Short exercise: Count the lines in the entries below that contain the word "window", and give only the number.

(Dataset excerpt)

┄┄┄┄┄┄┄┄┄┄

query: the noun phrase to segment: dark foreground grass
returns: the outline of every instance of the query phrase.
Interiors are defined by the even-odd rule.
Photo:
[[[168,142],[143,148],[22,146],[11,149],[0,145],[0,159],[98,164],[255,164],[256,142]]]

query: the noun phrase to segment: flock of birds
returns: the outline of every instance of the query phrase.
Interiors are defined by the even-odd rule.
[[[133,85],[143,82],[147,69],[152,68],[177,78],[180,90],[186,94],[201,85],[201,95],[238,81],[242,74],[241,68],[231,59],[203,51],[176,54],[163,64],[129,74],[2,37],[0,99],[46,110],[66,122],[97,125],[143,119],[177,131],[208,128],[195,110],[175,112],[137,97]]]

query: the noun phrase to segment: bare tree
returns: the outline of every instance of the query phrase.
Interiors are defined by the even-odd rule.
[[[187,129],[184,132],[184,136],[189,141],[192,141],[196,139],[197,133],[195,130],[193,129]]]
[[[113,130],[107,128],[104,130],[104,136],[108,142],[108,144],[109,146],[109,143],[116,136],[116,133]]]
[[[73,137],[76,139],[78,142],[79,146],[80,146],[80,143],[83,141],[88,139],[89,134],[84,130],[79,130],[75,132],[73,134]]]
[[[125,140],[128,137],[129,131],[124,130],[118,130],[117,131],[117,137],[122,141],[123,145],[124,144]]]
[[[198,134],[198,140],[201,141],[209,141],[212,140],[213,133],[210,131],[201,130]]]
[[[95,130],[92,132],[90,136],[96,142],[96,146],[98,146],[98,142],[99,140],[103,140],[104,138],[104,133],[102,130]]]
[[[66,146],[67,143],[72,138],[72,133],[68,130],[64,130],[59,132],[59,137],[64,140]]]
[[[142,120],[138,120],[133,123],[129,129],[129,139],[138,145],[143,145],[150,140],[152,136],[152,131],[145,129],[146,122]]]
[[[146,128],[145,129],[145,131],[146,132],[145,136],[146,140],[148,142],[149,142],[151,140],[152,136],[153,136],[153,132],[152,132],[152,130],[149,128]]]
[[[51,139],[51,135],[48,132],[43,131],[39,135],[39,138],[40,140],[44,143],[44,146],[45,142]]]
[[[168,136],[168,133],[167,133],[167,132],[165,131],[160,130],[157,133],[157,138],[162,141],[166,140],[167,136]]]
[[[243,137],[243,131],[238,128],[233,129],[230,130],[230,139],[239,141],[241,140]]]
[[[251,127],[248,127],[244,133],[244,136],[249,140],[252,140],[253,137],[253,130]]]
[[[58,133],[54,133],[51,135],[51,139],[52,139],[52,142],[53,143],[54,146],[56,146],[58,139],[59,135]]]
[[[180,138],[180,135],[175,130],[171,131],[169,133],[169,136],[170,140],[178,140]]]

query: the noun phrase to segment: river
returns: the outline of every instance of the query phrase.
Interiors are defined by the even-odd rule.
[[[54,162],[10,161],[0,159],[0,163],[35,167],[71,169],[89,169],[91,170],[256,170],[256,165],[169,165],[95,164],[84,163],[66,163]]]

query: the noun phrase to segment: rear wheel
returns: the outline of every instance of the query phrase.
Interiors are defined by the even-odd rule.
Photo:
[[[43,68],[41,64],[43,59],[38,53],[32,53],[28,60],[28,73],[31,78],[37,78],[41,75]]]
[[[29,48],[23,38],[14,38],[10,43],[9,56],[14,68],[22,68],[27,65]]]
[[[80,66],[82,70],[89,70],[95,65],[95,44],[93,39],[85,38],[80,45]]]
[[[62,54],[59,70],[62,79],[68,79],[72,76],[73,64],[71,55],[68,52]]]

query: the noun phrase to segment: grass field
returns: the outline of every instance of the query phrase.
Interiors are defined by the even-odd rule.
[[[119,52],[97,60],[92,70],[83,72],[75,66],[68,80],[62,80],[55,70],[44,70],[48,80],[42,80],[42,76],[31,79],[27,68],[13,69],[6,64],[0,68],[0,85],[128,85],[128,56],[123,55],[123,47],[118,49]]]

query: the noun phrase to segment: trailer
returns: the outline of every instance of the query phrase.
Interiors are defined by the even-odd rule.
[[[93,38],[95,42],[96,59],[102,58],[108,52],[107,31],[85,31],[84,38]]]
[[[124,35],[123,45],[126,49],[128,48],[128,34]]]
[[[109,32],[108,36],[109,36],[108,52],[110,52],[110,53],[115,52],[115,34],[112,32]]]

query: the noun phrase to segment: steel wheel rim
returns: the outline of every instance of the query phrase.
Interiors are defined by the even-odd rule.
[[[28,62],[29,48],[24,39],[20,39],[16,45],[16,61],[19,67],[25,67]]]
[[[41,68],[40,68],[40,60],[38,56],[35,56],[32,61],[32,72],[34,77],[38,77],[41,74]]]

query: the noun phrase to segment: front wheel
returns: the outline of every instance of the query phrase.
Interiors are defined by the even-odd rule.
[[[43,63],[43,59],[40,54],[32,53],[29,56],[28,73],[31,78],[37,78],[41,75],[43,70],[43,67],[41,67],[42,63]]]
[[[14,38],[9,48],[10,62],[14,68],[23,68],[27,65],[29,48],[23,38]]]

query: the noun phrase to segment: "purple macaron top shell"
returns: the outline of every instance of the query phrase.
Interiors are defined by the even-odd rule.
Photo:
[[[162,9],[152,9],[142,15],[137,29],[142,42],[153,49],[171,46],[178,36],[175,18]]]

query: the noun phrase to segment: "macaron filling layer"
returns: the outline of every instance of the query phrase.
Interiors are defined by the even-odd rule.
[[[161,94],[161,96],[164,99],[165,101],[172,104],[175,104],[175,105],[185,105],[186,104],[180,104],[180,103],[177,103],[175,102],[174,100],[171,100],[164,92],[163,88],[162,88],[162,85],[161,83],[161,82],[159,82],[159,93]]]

┄┄┄┄┄┄┄┄┄┄

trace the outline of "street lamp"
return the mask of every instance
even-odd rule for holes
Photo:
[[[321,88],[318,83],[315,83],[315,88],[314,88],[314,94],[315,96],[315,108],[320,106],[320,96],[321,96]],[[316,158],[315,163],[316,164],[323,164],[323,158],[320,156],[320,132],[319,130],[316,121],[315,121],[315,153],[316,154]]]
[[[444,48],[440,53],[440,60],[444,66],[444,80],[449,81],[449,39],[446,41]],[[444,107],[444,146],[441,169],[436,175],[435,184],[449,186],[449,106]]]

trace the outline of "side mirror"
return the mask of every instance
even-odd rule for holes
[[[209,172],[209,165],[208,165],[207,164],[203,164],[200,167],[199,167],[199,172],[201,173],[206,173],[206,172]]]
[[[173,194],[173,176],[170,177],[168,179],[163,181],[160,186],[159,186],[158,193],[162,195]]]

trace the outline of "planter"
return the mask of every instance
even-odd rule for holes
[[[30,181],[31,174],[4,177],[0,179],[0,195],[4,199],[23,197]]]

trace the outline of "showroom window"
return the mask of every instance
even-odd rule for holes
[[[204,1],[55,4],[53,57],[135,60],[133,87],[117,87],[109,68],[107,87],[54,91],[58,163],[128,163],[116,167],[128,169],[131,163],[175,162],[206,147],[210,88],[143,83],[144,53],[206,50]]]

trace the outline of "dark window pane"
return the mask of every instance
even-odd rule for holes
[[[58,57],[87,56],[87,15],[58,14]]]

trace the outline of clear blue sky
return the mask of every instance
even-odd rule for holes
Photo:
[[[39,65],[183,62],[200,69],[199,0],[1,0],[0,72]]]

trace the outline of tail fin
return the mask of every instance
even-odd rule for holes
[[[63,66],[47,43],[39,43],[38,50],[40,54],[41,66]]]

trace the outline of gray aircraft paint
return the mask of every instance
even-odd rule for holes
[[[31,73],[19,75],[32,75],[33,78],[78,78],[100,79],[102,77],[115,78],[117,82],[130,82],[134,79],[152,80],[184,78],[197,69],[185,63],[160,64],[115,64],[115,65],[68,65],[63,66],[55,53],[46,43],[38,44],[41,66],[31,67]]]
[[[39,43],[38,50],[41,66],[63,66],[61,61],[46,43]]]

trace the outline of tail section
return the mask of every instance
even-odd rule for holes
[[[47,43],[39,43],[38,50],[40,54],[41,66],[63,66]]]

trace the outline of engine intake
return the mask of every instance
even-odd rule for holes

┄┄┄┄┄┄┄┄┄┄

Right answer: 2